◆ **AIM OF THE EXERCISE**: Would you retype each record exactly as given?

◆ **INPUT**:
__________________________________________________

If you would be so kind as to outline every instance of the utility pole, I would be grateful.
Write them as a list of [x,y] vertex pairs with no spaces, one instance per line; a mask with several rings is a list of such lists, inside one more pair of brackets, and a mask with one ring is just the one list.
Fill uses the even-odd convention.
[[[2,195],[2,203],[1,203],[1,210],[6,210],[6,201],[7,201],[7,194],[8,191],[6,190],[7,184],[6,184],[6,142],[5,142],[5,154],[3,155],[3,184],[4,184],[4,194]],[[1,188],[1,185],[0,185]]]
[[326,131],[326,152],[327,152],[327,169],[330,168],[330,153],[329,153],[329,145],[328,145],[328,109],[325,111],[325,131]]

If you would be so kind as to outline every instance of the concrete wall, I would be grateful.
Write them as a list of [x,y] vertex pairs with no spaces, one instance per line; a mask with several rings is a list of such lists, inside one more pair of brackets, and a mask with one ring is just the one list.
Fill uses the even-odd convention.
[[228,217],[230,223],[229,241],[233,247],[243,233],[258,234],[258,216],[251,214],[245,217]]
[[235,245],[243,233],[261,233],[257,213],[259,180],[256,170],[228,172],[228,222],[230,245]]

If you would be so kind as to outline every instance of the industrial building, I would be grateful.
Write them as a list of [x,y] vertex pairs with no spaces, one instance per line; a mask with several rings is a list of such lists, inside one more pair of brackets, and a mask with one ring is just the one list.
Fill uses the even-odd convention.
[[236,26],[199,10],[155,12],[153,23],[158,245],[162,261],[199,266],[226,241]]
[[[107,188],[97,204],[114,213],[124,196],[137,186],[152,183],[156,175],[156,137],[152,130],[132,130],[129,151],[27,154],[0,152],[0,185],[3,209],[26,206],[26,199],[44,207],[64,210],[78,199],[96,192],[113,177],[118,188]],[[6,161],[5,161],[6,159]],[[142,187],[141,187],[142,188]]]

__________________________________________________

◆ **YOUR RESPONSE**:
If you would be so kind as to outline every instance of the utility pole, I would be grateful.
Write them as a list of [x,y] vertex pairs with no spaces, one instance per line; a mask with several rings is a list of such lists, inside one more pair of brackets, and a mask with one ring is just the one list.
Fill uses the even-odd convention.
[[[2,195],[2,203],[1,203],[1,210],[6,210],[6,201],[7,201],[7,194],[8,191],[6,190],[7,184],[6,184],[6,142],[5,142],[5,154],[3,155],[3,184],[4,184],[4,194]],[[1,188],[1,185],[0,185]]]
[[326,131],[326,152],[327,152],[327,169],[330,168],[330,153],[329,153],[329,145],[328,145],[328,109],[325,111],[325,131]]

If you would be so kind as to outline every instance of the concrete wall, I would be grateful.
Write them as a list of [x,y] vertex pairs with no spaces, one instance per line; a mask with several rings is a list of such lists, inside one more pair of brackets, and a mask with one ring is just the one list.
Fill uses the even-odd convention.
[[228,217],[230,223],[229,241],[233,247],[243,233],[258,234],[258,216],[251,214],[245,217]]
[[235,245],[243,233],[261,233],[257,213],[259,180],[256,170],[228,172],[228,222],[230,245]]

If you would be so kind as to outline every instance of the industrial building, I would be grateful.
Write them as a list of [x,y] vertex pairs with no spaces, one instance per line; a mask with several rings is a list of such lists, inside one more pair of brackets, and a mask with one ring is just the one list.
Fill uses the even-odd convention.
[[236,26],[199,10],[155,12],[153,23],[158,245],[162,261],[199,266],[226,241]]
[[[107,188],[97,204],[114,213],[124,196],[137,186],[152,183],[156,175],[156,137],[152,130],[132,130],[129,151],[27,154],[0,152],[0,185],[3,209],[26,206],[26,199],[44,207],[64,210],[78,199],[96,192],[113,177],[118,188]],[[6,161],[5,161],[6,159]],[[142,187],[141,187],[142,188]]]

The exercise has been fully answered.